The complete listing should be restated exactly.

── Material for this task ──

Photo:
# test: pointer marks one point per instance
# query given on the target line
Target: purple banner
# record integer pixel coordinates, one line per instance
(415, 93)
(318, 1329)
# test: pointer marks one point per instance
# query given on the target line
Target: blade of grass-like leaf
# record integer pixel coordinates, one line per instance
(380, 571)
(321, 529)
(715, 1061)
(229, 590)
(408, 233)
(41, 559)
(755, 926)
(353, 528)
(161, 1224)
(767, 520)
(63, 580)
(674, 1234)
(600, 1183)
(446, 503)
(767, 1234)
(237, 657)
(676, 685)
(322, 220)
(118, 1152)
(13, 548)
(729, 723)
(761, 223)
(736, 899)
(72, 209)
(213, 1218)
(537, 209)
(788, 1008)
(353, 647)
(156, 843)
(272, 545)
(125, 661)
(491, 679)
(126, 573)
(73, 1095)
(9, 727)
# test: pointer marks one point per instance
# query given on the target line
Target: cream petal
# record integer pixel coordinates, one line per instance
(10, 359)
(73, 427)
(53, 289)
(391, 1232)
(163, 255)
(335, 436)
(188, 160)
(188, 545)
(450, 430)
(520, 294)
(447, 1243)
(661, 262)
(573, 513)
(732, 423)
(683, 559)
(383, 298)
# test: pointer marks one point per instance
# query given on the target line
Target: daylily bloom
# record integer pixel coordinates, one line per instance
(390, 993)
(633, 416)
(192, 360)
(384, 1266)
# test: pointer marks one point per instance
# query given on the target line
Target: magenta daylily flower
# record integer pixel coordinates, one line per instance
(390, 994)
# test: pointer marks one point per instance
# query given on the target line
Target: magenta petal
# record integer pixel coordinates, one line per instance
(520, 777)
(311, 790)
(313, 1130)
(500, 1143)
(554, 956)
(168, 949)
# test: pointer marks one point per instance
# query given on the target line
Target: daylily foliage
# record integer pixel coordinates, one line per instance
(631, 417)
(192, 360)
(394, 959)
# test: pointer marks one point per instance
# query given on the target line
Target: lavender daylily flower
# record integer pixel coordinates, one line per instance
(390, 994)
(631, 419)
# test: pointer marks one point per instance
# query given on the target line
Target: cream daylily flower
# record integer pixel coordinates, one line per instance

───

• _Completed task_
Photo:
# test: pointer marks one point per instance
# query given on the target line
Target: purple banner
# record integer pixel coordinates, one line per instance
(415, 93)
(318, 1329)
# test: pointer marks one point per instance
# query given on the target line
Target: blade of grass-like leaf
# record integer pixel coordinates, one line per instance
(380, 571)
(321, 529)
(715, 1061)
(229, 590)
(408, 233)
(41, 559)
(755, 926)
(353, 528)
(161, 1224)
(767, 520)
(63, 580)
(674, 1234)
(600, 1183)
(446, 503)
(767, 1234)
(237, 657)
(676, 685)
(322, 220)
(118, 1152)
(13, 548)
(729, 723)
(761, 223)
(736, 899)
(72, 209)
(213, 1218)
(537, 209)
(788, 1008)
(353, 647)
(156, 843)
(272, 545)
(125, 661)
(491, 679)
(126, 573)
(73, 1095)
(9, 727)
# test: pointer marks one point per instance
# query given on the target line
Target: cream petal
# record integer pixel coordinates, one line per instance
(10, 359)
(73, 427)
(53, 289)
(391, 1232)
(163, 255)
(335, 436)
(188, 160)
(188, 545)
(450, 430)
(520, 294)
(447, 1243)
(661, 262)
(573, 513)
(732, 423)
(683, 559)
(383, 298)
# test: pointer marks one point per instance
# query given on the target line
Target: daylily bloom
# record integer pixel coordinates, one line per instance
(390, 993)
(633, 416)
(192, 360)
(384, 1266)
# test: pointer marks one point per instance
# query given on the target line
Target: magenta daylily flower
# record integer pixel coordinates, one line per instance
(390, 994)
# test: pointer marks one point per instance
# query given on the target line
Target: magenta petal
# record integer pixel coordinates, one line per instance
(520, 777)
(311, 790)
(313, 1130)
(500, 1143)
(554, 956)
(168, 949)
# test: pointer marks one point per instance
# query given on the target line
Target: daylily foliage
# record integer pixel coordinates, one line per instance
(631, 417)
(192, 360)
(394, 959)
# test: pointer marks one point per instance
# query given on the target line
Target: lavender daylily flower
# record integer pixel coordinates, one line per instance
(390, 994)
(631, 419)
# test: pointer marks one point per instance
# query given on the target line
Target: cream daylily flower
# record integer pixel coordinates, one line per instance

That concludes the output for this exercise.